[Dataset excerpt]
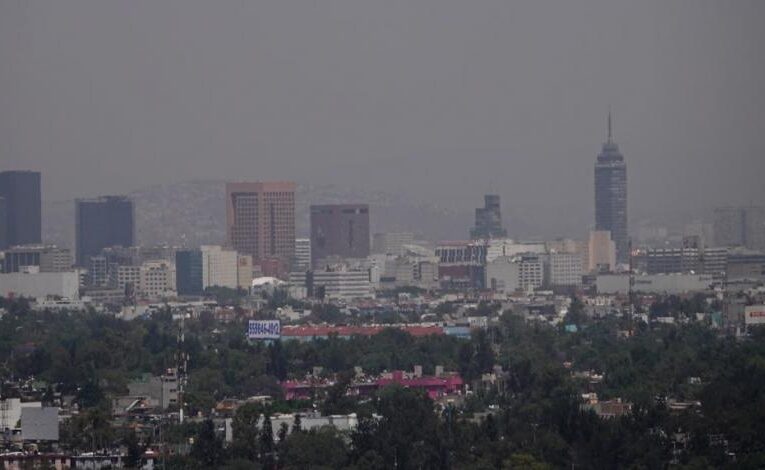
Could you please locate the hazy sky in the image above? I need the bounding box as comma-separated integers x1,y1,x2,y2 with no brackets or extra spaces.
0,0,765,217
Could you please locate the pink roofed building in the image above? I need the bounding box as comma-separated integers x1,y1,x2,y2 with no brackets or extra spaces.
281,370,465,400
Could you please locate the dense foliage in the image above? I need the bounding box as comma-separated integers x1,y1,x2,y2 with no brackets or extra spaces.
0,301,765,469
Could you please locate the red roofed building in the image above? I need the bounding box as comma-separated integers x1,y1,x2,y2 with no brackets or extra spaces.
281,370,465,400
282,325,444,341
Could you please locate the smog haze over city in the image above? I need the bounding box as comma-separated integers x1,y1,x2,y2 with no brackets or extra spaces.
0,0,765,232
0,0,765,470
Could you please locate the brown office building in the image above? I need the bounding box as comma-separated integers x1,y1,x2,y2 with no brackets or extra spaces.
311,204,369,268
226,181,295,276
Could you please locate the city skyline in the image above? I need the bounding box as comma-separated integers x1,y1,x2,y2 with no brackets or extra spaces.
0,0,765,225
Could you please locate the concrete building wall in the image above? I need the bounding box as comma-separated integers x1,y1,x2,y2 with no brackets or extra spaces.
587,230,616,272
226,181,295,275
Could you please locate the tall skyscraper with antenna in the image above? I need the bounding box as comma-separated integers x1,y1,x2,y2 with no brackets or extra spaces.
595,111,629,264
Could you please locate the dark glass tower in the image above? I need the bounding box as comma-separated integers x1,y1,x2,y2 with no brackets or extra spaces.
0,171,42,247
595,113,629,263
470,194,507,240
175,250,203,295
75,196,134,267
311,204,369,263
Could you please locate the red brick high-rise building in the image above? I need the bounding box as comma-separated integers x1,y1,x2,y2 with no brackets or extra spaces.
226,181,295,276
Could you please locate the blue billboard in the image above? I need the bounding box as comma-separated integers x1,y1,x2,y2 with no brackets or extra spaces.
247,320,282,339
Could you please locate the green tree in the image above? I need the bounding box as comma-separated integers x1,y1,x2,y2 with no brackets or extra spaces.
191,419,223,468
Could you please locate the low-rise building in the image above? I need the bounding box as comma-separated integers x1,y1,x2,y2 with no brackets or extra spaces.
0,271,80,299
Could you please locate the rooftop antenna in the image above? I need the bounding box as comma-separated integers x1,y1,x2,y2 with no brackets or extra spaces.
608,105,614,144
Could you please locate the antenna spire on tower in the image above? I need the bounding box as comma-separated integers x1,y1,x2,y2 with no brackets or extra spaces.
608,106,614,144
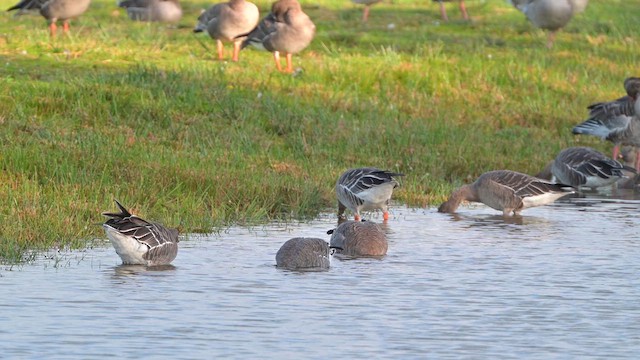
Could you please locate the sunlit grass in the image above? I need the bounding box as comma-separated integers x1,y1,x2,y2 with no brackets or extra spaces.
0,0,640,259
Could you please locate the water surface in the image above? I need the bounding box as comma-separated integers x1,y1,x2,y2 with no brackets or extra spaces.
0,192,640,359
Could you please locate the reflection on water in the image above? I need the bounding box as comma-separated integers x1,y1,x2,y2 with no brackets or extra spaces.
0,192,640,359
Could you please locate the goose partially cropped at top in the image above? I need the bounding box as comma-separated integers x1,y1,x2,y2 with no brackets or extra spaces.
573,77,640,170
511,0,589,48
551,146,635,190
118,0,182,23
276,238,332,270
7,0,91,36
336,168,404,221
241,0,316,73
438,170,574,216
327,221,389,257
351,0,382,22
193,0,260,61
102,200,179,266
432,0,469,21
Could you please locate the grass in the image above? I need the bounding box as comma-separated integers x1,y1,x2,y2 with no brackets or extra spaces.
0,0,639,261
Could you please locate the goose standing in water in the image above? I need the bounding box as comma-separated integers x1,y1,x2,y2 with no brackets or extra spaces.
102,200,179,266
511,0,589,48
7,0,91,37
241,0,316,73
551,147,635,190
351,0,382,22
336,168,404,221
193,0,260,61
438,170,574,216
573,77,640,170
327,221,389,257
433,0,469,21
276,238,331,270
118,0,182,23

*SHORT EXERCISE*: Give the lines above as a numbered list, leaving out blank lines and the pictures.

*TASK RESULT*:
1. Could you please locate the hazy sky in the image above? I need the bounding box as comma-separated integers x1,y1,x2,y2 with no brackets or extra spaces.
2. 0,0,765,217
3. Could you please locate the pink roofed building in the image above? I need the bounding box as comma-separated integers x1,y1,x2,y2 with no brackets or extra spaces.
4. 281,370,465,400
5. Could you please locate the dense foliage in the image above? I need the bounding box as comma-separated integers x1,y1,x2,y2 with no brackets or extra spaces.
6. 0,301,765,469
7. Could you please locate the red roofed building in the image above? I need the bounding box as comma-separated integers x1,y1,x2,y2 with no brackets or extra spaces.
8. 281,370,465,400
9. 282,325,444,341
10. Could you please locate the smog haze over city in the image above? I need the bounding box as comma-separated integers x1,y1,x2,y2 with no brackets or extra spaces.
11. 0,0,765,232
12. 0,0,765,470
13. Could you please locate the brown office building in the image above? I need the bounding box as comma-separated integers x1,y1,x2,y2 with no brackets or extra spaces.
14. 311,204,369,268
15. 226,181,295,276
16. Could you please locate the city skyline in the image above? I need the bounding box as comma-separated integers x1,y1,x2,y2 with no brackets or extra spaces.
17. 0,0,765,225
18. Could you please locate the concrete building wall in the image above? I need the bounding box as comma-separated integers x1,y1,x2,y2 with no brackets or extra spaces.
19. 587,230,616,272
20. 226,181,295,275
21. Could you please locate the tall skyscraper with antenna in the image above? I need the bounding box as comma-separated integers x1,y1,x2,y2 with no brackets or extra spaces.
22. 595,111,629,264
23. Could you please locate the dark glass tower in the image above? I need the bounding box as comma-separated integers x1,y1,x2,y2 with no brackets or extra spaces.
24. 0,171,42,247
25. 595,113,629,263
26. 470,194,507,240
27. 175,250,203,295
28. 75,196,134,267
29. 311,204,369,263
30. Could you please locate the red brick high-rise building in the image above? I need the bounding box as comma-separated integers x1,y1,x2,y2 with no brackets or extra spaces.
31. 226,181,295,276
32. Could you please locate the blue billboard in the image above? I need the bounding box as comma-separated integers x1,y1,x2,y2 with no brackets or extra spaces.
33. 247,320,282,339
34. Could you please locate the green tree in the image above? I need the bounding box as comma-separated integers x1,y1,x2,y2 with no brackets or extra spaces.
35. 191,419,223,468
36. Could you please locate the low-rise building in the image above? I need the bounding box as comma-separated integers x1,y1,x2,y2 with no brackets or extra spaces.
37. 0,271,80,299
38. Could you please locate the rooftop antenna in the image above? I need the bounding box as comma-separated integers x1,y1,x2,y2 with no brackets or extra spaces.
39. 608,105,614,144
40. Could you please locate the antenna spire on tower in the image above? I need the bounding box as comma-separated integers x1,y1,x2,y2 with no brackets or extra spaces.
41. 608,106,614,144
42. Could you please locate the sunlit grass in the image above? I need the bounding box as comma-separated integers x1,y1,x2,y2 with no brackets or extra spaces.
43. 0,0,640,259
44. Could you please locate the water surface in the image above? I need the bounding box as comma-separated integers x1,y1,x2,y2 with no brackets or extra spaces.
45. 0,192,640,359
46. Could you please locate the reflection on water in the image above? I need the bounding box as comma-separated integers x1,y1,x2,y2 with no brackets or extra spaces.
47. 0,192,640,359
48. Could you please locate the goose partially cropped at top in the image above? I need the bounding box as comma-separated integers x1,y1,x2,y2 with no brackets or extra spaces.
49. 573,77,640,170
50. 511,0,589,48
51. 551,146,635,190
52. 118,0,182,23
53. 276,238,332,270
54. 7,0,91,36
55. 336,168,404,221
56. 241,0,316,73
57. 438,170,574,216
58. 327,221,389,257
59. 351,0,382,22
60. 193,0,260,61
61. 102,200,179,266
62. 432,0,469,21
63. Could you please locate the grass in the image above? I need the bounding box as comma-separated integers x1,y1,x2,y2 with no brackets or extra spaces.
64. 0,0,639,261
65. Could you please locate the goose standing in water in the image above? I need the bounding box as comma-separated integers x1,y1,x2,y2 with no brackets or extra spaces.
66. 102,200,179,266
67. 511,0,589,48
68. 7,0,91,37
69. 241,0,316,73
70. 551,147,635,190
71. 351,0,382,22
72. 336,168,404,221
73. 193,0,260,61
74. 438,170,574,216
75. 573,77,640,170
76. 327,221,389,257
77. 433,0,469,21
78. 276,238,331,270
79. 118,0,182,23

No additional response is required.